• WHAT IS NEEDED: Return all of the data exactly as given.

─── SOURCE DATA ───

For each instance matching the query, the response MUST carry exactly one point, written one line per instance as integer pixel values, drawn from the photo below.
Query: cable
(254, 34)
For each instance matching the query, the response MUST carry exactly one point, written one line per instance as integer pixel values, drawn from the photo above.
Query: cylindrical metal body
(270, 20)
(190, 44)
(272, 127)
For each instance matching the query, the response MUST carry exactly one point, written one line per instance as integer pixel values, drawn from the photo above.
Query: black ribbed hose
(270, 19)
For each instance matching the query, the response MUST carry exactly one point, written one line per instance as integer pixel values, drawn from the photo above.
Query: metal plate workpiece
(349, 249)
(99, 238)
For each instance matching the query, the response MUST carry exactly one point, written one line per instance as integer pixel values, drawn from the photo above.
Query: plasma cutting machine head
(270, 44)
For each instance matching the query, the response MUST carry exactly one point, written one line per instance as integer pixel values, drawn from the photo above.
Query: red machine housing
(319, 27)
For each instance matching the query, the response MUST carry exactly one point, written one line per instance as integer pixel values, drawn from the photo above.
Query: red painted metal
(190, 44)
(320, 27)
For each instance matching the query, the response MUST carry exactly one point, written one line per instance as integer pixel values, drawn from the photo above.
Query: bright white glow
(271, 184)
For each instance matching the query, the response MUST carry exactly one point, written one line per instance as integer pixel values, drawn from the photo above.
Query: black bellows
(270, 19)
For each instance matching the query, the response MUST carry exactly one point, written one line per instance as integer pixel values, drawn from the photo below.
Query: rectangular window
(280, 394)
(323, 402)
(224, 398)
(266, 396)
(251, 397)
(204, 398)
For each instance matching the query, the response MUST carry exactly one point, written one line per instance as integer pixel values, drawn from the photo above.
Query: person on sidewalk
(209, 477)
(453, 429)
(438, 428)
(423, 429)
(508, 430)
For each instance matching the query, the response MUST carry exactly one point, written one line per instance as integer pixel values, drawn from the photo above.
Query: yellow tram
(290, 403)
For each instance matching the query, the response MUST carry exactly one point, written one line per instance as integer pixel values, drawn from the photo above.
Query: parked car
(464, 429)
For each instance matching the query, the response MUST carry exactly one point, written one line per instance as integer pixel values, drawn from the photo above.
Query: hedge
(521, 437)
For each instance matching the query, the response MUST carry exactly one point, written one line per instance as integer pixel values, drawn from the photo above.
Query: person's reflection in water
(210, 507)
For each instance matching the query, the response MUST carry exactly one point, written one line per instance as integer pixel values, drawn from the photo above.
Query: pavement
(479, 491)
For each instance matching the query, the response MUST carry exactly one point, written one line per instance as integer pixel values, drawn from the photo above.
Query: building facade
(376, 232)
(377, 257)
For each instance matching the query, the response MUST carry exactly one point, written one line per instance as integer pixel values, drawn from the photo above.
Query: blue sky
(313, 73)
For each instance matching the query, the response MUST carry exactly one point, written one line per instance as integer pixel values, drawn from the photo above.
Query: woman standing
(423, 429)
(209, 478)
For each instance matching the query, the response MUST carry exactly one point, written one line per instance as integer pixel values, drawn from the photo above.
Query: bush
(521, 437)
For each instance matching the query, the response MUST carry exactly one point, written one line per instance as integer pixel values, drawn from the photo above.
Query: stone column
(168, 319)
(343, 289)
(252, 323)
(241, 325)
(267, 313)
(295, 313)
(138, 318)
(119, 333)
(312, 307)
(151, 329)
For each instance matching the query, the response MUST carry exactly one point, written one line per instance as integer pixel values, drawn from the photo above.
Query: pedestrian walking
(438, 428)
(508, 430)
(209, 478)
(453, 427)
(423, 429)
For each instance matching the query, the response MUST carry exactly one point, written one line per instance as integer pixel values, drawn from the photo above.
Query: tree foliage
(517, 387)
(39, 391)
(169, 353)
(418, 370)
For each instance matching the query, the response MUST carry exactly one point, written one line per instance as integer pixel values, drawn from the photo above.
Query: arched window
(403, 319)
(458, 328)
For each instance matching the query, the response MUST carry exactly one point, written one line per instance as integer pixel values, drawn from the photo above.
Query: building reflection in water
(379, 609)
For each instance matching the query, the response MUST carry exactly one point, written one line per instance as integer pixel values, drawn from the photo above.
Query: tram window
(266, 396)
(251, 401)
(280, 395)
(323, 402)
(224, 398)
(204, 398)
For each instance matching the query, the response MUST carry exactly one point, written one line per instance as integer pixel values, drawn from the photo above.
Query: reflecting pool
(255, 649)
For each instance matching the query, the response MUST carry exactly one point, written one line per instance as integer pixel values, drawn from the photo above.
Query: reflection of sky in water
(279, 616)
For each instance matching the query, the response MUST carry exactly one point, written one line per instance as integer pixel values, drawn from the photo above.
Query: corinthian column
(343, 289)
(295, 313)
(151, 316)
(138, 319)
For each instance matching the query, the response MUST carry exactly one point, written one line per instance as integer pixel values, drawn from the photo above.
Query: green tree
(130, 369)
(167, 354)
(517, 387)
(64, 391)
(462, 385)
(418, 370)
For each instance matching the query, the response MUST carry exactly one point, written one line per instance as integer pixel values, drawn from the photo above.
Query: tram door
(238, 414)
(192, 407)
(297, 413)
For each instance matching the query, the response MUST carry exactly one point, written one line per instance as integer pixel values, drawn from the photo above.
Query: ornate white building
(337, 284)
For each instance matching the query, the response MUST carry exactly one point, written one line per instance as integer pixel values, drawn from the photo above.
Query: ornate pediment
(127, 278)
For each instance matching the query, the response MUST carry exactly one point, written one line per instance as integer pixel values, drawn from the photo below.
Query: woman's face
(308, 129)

───

• SOLUTION TO THIS TASK:
For each instance matching the query, the response MUST carry exactly one point, written one line per instance as integer pixel values, drawn from the photo below.
Query: cable
(254, 34)
For each instance matching the query, the response MUST carry exactly one point, written one line per instance as integer pixel values, drawn from the photo above.
Query: cylindrical metal body
(270, 20)
(190, 44)
(272, 127)
For each instance matching the query, the response MUST carry exactly one point, written one line per instance as integer pixel values, drawn from the photo above.
Query: black ribbed hose
(270, 19)
For each instance matching the query, the response MUST carry exactly one point, written one line per instance as integer pixel values, drawn from the photo above.
Query: metal plate workpiece
(349, 249)
(99, 238)
For each instance matching the query, the response MUST carry exactly one point, written one line per instance as integer pixel values, drawn from the photo above.
Query: plasma cutting machine head
(270, 44)
For each instance matching the query, the response MUST carry exactly one point, written one line per instance as integer pixel values, drawn from the photo above.
Query: red machine housing
(319, 27)
For each instance matching the query, the response MUST carry exactly one point, written one line per instance as integer pixel values, drawn from the photo above.
Query: red painted metal
(190, 44)
(320, 27)
For each instance matching the query, the response MUST carry exactly one point, written one line per instance as integer pixel values, drawn from the photo above.
Query: bright white glow
(271, 184)
For each instance matching the query, the response MUST carry exactly one point, written one line per instance as integer pixel values, drawn from the photo above.
Query: black bellows
(270, 19)
For each instance matching the query, the response MUST carry exactly one point, written one line per instance as integer pixel values, drawn from the photo below.
Query: rectangular window
(280, 394)
(323, 402)
(224, 398)
(266, 396)
(251, 397)
(204, 398)
For each instance matching the query, the response MUST carry exactly one point, written one line per instance as integer pixel values, drawn from the photo above.
Query: person on sidewalk
(209, 477)
(453, 429)
(438, 428)
(423, 429)
(508, 430)
For each instance matching the query, the response MUST carry exactly one point, written one line per instance as integer pixel values, drawn from the photo above.
Query: yellow tram
(290, 403)
For each instance matching the query, the response MUST carry exactly one point, written one line per instance as integer pixel values, drawn from the photo above.
Query: parked car
(464, 429)
For each instance matching the query, the response MUST carry exactly one point, written one line per instance as integer pixel values, drawn from the photo above.
Query: hedge
(521, 437)
For each instance matching the query, the response MUST carry exactly one point, written one line per instance as integer pixel values, drawn from the photo above.
Query: person's reflection in water
(210, 507)
For each instance matching the query, the response MUST carry exactly one point, written one line per instance as integer pixel values, drawn from the photo above.
Query: pavement
(479, 491)
For each instance matching the query, the response MUST carry exactly one point, written one line per instance as integer pixel values, drawn from the photo above.
Query: building facade
(376, 232)
(377, 257)
For each instance matching the query, the response MUST carry exactly one point, written one line per instance as integer pixel values, drawn from the photo above.
Query: blue sky
(313, 73)
For each instance matching the query, the response MUST carry exactly one point, written one line per instance as integer pixel values, drawn from the photo above.
Query: woman standing
(423, 429)
(209, 478)
For each instance matching the query, the response MUST carry exactly one point, written one line per instance as integer pixel values, drawn from the photo above.
Query: bush
(521, 437)
For each instance matching the query, the response MUST carry exactly one point, written one line per instance as integer pixel values, drawn from the photo above.
Query: stone column
(168, 319)
(343, 289)
(252, 323)
(241, 325)
(267, 313)
(295, 313)
(138, 318)
(119, 333)
(312, 307)
(151, 329)
For each instance matching the query, the response MUST carry exactly one point, written one line per instance as integer pixel values, drawn from the photo above.
Query: pedestrian walking
(438, 428)
(508, 430)
(209, 478)
(453, 427)
(423, 429)
For each instance matching the query, the response MUST carry exactly one point, written one line per instance as integer pixel values, drawn from the photo above.
Query: tree foliage
(517, 387)
(39, 391)
(169, 353)
(418, 370)
For each instance matching the query, the response MUST carry exactly one point, written one line per instance as integer pixel values, drawn from the photo above.
Query: arched window
(403, 319)
(458, 328)
For each instance matching the query, the response MUST carry exactly one point, written one line per instance as integer pixel values, drawn from the photo above.
Query: building reflection in water
(379, 609)
For each instance matching the query, the response MUST carry exactly one point, written one line per instance as integer pixel values, drawn from the photo above.
Query: tram window
(266, 396)
(251, 401)
(280, 395)
(323, 402)
(224, 398)
(204, 398)
For each instance matching the query, the response MUST carry exactly one point, written one line per instance as integer pixel values, drawn from the photo above.
Query: reflecting pool
(255, 649)
For each instance matching the query, the response MUST carry exactly one point, written one line per instance as integer pixel values, drawn from the photo above.
Query: reflection of sky in water
(279, 616)
For each instance matching the query, the response MUST carry exactly one point, written one line per instance as integer pixel values, drawn from the photo above.
Query: corinthian column
(343, 289)
(295, 313)
(151, 316)
(138, 319)
For each instance matching the query, the response MUST carry exactly one point, written one line per instance as integer pixel values, drawn from the photo above.
Query: green tree
(130, 369)
(167, 354)
(517, 387)
(64, 391)
(462, 385)
(418, 370)
For each instance matching the query, the response MUST carry exactly one point, written one line per instance as integer pixel values, drawn from the photo above.
Query: tram door
(238, 414)
(192, 407)
(297, 413)
For each instance matching the query, the response MUST carry exactly one point, written one line per instance as integer pixel values, drawn from the photo above.
Query: ornate white building
(337, 284)
For each instance matching the query, the response MUST carry exactly one point, written one line per instance as integer pixel values, drawn from the photo above.
Query: ornate pediment
(127, 278)
For each instance matching the query, the response MUST carry exactly one point, written one line per instance as integer pixel values, drawn from the photo below.
Query: woman's face
(308, 129)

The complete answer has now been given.